▶ **EXTRACTED INFORMATION**:
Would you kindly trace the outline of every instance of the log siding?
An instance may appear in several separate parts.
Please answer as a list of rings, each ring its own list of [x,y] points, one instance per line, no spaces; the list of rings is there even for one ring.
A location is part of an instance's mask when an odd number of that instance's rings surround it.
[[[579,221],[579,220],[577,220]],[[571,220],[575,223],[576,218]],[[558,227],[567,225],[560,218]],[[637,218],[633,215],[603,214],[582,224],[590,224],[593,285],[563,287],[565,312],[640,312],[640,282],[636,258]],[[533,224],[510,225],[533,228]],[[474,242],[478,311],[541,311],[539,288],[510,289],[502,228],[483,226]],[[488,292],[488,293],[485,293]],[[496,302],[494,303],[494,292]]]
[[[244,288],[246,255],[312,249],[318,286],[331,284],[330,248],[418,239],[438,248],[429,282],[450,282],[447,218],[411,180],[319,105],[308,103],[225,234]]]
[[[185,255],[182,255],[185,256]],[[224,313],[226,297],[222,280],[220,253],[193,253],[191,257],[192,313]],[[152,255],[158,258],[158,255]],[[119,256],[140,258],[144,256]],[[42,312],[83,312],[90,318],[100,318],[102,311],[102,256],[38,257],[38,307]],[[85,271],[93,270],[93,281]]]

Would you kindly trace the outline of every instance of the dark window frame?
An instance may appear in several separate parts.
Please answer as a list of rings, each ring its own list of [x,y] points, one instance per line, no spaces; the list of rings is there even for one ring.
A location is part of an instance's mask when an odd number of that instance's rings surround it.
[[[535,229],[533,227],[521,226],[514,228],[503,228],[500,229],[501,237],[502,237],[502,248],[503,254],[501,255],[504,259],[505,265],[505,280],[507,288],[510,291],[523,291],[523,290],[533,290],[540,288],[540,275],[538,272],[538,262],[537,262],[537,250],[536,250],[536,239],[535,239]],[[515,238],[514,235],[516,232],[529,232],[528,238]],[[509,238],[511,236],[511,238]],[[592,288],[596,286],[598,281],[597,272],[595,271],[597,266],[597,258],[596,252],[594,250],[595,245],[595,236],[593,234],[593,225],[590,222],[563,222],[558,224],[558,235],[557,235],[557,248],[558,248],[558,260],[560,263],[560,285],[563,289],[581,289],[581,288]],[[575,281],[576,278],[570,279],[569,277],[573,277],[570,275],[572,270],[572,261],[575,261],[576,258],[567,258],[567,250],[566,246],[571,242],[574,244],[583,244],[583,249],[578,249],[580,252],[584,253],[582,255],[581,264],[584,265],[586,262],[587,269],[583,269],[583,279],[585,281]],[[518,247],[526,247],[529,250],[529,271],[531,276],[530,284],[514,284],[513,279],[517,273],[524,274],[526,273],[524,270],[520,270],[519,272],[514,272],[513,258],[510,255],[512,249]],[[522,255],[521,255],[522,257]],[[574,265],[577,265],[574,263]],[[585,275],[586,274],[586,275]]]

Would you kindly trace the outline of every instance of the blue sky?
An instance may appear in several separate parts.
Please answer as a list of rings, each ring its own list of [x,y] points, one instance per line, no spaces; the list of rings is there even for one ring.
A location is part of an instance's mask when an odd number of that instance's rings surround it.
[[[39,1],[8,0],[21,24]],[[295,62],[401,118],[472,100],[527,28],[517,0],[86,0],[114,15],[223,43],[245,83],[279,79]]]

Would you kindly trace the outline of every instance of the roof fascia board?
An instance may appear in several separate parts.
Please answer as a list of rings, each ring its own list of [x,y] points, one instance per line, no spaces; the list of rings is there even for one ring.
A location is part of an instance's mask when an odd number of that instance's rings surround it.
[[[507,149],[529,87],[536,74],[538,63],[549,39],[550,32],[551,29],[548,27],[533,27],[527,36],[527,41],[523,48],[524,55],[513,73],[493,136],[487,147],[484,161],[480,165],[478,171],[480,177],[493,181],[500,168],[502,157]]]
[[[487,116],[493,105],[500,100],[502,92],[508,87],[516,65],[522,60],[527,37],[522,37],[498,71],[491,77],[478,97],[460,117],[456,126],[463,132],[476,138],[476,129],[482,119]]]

▶ **EXERCISE OBJECTIVE**: Go through the data, and copy each line in which the word "trace" appears.

▶ **SOLVED PROBLEM**:
Would you kindly trace the outline of every instance of the log siding?
Would you kindly trace the outline of every instance of the dark window frame?
Would you kindly trace the outline of every instance of the blue sky?
Would you kindly trace the outline of every instance of the roof fascia board?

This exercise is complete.